[BEGIN SOURCE DATA]
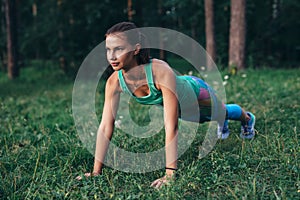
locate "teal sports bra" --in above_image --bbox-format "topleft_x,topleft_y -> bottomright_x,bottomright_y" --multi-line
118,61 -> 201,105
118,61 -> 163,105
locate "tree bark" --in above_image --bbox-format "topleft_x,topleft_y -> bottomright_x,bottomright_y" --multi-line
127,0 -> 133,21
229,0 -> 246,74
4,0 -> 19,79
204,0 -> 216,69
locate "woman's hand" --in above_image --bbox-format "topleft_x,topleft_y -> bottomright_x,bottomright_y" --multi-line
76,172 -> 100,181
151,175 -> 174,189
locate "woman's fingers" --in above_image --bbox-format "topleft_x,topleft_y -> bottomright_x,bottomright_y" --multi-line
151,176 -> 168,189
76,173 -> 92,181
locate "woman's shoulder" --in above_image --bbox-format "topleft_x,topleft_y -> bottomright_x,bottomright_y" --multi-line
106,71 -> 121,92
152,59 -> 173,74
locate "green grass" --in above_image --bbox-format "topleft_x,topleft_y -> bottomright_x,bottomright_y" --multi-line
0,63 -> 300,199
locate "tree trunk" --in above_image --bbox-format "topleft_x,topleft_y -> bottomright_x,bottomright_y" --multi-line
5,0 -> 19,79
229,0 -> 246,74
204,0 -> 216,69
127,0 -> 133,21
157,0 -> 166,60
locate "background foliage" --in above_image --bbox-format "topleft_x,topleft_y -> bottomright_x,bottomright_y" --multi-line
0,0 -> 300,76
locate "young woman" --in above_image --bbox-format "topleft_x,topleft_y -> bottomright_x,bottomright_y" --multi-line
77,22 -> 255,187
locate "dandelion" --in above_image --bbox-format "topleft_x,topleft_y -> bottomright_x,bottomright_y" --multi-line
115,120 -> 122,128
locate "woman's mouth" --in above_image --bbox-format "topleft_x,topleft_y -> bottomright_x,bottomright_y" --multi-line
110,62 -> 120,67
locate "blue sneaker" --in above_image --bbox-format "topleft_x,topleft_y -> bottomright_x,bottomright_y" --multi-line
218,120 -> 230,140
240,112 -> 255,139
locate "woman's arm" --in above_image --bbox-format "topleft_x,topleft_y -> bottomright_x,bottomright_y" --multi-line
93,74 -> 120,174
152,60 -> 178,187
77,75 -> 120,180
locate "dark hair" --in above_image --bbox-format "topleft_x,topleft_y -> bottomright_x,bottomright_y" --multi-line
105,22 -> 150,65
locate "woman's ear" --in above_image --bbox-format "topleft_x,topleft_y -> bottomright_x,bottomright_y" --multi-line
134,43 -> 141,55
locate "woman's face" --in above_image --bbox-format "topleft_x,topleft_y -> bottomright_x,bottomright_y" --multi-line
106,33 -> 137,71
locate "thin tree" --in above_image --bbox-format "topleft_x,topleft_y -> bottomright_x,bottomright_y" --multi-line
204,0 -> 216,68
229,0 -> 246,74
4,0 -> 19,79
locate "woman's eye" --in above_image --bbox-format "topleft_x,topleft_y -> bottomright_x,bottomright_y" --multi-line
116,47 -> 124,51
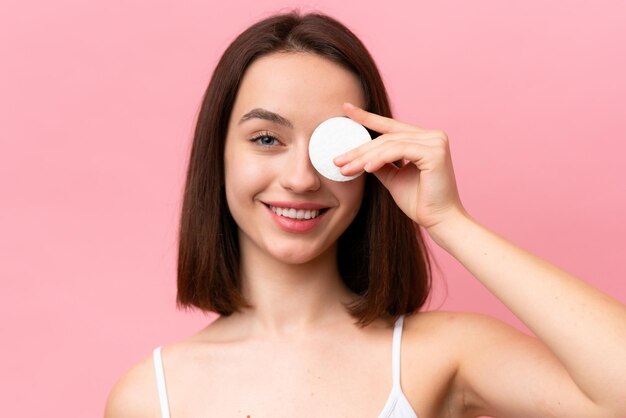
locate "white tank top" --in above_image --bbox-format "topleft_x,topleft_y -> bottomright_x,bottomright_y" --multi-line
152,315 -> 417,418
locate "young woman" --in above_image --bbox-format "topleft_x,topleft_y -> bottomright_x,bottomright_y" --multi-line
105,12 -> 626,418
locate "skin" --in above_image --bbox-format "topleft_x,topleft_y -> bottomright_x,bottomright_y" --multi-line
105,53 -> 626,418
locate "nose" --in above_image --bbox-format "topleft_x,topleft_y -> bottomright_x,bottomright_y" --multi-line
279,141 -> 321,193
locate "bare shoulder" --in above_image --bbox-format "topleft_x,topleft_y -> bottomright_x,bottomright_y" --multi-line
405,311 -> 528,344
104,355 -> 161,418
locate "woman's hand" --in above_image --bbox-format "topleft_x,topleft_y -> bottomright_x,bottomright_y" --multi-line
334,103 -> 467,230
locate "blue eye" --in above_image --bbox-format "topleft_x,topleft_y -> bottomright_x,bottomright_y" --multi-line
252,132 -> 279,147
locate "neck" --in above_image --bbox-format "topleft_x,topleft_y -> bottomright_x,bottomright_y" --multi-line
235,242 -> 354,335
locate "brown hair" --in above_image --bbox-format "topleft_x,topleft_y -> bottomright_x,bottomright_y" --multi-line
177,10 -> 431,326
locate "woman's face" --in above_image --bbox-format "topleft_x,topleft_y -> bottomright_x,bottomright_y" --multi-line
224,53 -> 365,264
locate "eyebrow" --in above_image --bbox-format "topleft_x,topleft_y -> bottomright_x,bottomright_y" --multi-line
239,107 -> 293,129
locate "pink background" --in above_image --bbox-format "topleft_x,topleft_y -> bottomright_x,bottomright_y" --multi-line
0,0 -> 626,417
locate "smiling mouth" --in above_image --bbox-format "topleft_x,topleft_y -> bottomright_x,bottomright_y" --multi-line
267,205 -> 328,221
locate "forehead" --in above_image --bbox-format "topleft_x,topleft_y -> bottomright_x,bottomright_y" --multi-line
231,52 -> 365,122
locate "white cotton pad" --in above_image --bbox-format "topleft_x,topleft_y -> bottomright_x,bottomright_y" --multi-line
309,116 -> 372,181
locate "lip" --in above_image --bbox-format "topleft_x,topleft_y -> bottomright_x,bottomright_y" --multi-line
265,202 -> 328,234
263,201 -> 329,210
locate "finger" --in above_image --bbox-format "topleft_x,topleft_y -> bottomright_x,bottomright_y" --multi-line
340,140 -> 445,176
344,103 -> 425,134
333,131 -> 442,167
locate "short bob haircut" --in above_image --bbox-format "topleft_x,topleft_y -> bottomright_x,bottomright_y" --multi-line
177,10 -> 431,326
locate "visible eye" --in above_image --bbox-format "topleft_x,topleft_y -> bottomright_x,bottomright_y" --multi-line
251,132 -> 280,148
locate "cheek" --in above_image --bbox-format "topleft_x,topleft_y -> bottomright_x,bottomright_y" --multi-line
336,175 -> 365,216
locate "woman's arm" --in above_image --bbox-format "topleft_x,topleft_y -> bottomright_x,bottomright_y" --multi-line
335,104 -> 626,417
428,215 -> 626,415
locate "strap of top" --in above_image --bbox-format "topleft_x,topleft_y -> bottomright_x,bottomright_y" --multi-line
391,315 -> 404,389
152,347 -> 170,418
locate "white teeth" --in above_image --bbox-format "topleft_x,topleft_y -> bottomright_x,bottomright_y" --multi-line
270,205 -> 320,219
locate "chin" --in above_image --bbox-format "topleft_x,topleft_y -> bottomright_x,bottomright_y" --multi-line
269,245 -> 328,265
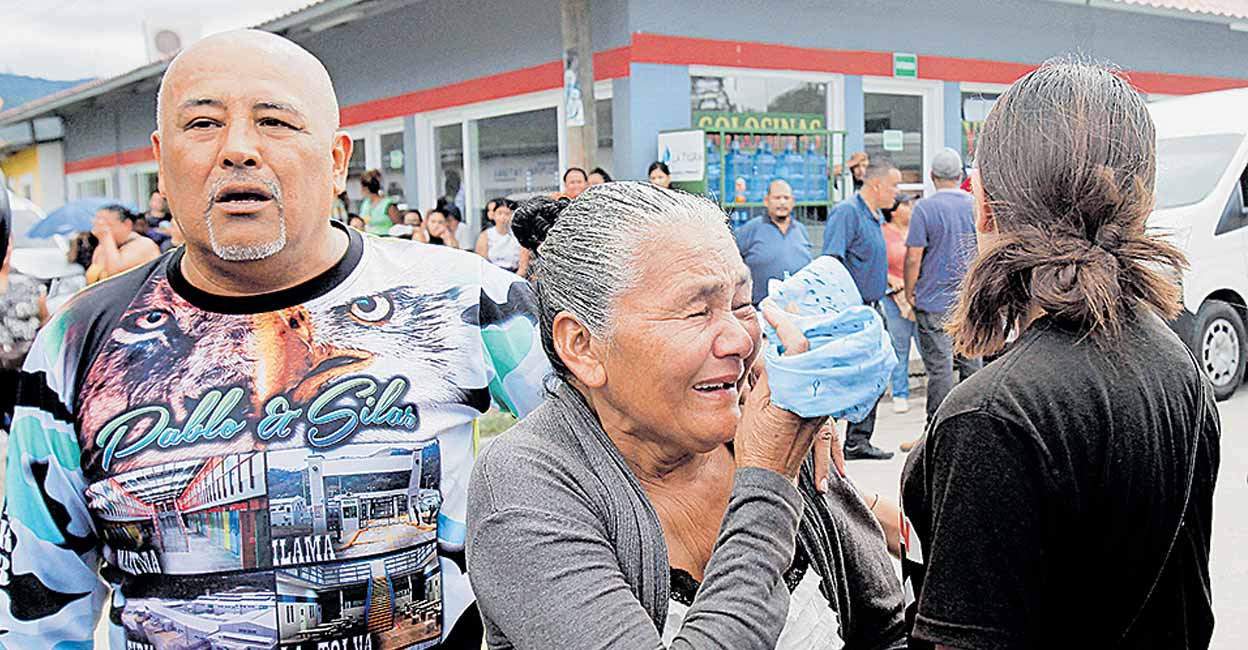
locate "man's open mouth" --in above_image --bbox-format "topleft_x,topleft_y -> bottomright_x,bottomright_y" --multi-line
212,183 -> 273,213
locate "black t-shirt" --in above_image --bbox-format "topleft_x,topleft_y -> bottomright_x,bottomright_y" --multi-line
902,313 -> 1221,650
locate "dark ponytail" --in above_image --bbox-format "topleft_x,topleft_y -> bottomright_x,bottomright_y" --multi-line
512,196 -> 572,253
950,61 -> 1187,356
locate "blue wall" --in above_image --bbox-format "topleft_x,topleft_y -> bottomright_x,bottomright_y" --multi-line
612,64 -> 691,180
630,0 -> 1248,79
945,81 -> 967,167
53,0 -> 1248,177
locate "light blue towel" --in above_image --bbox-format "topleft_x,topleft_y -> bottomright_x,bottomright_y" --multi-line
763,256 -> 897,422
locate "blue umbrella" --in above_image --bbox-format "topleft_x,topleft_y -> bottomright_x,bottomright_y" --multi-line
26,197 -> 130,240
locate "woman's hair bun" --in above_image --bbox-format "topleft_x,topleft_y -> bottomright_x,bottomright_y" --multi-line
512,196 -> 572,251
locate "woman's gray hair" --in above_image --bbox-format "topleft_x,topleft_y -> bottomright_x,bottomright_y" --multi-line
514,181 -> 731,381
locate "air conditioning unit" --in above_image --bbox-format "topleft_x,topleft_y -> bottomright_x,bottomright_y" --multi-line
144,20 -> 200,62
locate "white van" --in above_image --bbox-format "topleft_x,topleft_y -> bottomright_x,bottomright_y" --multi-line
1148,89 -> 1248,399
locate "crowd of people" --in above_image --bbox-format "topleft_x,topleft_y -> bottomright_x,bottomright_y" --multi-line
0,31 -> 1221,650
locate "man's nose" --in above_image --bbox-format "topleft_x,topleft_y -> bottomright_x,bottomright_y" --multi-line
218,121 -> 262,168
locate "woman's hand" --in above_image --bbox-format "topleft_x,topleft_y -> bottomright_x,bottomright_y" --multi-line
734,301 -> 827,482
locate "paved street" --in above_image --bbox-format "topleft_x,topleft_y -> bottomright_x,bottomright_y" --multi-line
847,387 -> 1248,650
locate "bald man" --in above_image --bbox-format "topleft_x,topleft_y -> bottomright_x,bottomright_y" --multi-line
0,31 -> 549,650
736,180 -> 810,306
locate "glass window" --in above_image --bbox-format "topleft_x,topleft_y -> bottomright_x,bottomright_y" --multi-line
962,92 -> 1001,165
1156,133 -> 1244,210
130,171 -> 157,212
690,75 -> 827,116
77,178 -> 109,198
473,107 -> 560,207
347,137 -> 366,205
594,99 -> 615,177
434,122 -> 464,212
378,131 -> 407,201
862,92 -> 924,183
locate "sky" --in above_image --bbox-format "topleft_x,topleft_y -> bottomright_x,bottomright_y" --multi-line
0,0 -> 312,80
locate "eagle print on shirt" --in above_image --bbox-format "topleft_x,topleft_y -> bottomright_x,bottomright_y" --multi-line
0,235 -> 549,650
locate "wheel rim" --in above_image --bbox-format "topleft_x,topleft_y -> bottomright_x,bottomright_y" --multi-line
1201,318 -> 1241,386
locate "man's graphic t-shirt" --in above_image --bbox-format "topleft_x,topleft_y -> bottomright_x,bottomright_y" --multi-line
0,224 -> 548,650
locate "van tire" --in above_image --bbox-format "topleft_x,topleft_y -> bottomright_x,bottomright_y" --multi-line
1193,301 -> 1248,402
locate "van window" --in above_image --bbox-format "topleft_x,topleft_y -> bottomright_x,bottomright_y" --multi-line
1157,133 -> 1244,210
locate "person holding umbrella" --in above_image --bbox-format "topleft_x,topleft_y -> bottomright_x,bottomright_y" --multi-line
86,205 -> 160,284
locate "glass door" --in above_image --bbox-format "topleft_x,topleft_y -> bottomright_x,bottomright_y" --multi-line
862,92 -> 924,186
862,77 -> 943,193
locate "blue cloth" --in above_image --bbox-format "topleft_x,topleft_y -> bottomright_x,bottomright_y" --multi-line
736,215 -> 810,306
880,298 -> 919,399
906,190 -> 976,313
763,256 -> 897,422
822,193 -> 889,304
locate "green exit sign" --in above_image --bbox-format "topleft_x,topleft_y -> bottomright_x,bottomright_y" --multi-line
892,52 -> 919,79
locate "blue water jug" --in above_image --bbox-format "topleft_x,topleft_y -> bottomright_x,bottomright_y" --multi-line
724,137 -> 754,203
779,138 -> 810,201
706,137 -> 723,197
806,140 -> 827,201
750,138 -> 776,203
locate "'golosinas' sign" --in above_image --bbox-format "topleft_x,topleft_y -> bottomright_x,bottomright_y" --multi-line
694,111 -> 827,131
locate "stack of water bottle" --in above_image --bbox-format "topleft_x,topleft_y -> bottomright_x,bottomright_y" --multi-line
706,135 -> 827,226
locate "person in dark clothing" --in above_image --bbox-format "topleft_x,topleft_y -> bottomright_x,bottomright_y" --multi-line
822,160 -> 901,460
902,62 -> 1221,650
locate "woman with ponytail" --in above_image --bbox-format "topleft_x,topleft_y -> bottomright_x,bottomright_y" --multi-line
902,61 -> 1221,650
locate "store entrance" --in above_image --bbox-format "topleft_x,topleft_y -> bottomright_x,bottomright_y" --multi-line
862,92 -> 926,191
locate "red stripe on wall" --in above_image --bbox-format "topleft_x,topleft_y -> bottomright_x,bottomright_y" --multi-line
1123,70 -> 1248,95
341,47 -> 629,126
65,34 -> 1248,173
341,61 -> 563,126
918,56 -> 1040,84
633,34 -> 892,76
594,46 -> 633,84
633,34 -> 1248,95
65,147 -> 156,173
[END SOURCE DATA]
How many lines of the data contain the string "sign", with case taken into account? Reply with the number alone.

2